■ **WHAT THE TASK REQUIRES**: Pick out every line in the material below that contains the word "green", and copy each of those lines.

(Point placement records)
_____

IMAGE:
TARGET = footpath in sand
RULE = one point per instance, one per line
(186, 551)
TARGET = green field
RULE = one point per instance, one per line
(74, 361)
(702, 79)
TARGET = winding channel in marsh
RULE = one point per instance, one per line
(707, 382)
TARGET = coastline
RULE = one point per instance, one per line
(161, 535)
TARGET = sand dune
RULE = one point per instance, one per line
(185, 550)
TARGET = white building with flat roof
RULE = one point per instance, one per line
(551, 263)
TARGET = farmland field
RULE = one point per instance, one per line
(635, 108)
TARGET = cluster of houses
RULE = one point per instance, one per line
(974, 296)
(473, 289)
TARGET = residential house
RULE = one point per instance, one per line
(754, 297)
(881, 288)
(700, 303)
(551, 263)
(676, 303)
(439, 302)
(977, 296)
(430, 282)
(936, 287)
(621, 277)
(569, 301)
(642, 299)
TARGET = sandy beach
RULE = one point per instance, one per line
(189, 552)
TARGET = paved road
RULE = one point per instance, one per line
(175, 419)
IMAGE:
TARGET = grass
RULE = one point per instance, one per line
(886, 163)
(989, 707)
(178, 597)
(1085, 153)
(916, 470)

_____

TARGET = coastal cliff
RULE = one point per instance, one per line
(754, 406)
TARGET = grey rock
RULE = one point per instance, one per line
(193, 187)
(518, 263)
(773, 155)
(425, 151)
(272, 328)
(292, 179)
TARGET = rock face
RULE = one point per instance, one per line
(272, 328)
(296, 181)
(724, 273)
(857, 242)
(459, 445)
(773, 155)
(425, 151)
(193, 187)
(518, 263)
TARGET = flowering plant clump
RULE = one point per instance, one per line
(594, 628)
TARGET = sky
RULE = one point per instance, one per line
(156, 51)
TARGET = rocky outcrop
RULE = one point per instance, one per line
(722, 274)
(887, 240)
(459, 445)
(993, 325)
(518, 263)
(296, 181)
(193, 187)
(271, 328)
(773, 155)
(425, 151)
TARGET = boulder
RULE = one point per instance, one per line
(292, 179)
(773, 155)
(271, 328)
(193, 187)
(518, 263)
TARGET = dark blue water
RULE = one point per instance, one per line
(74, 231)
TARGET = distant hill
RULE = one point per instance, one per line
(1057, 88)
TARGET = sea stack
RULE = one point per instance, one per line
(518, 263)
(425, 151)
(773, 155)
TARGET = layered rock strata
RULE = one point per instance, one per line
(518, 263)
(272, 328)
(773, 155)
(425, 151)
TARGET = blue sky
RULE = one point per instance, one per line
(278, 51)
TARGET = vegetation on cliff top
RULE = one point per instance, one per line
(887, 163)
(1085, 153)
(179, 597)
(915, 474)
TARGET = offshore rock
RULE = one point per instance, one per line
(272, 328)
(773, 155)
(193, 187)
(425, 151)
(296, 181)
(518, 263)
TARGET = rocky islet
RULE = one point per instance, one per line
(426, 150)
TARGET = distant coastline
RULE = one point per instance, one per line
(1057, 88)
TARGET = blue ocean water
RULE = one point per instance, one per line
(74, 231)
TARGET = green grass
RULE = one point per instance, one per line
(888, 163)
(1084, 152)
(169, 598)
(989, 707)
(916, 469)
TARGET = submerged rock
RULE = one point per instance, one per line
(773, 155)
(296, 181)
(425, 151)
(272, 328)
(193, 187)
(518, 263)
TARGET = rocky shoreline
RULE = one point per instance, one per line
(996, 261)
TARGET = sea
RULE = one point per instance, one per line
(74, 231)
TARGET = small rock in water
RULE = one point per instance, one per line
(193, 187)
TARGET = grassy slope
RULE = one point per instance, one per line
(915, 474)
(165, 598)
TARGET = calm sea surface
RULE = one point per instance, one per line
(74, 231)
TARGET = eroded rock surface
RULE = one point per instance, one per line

_____

■ **FULL ANSWER**:
TARGET = green field
TARGET = green grass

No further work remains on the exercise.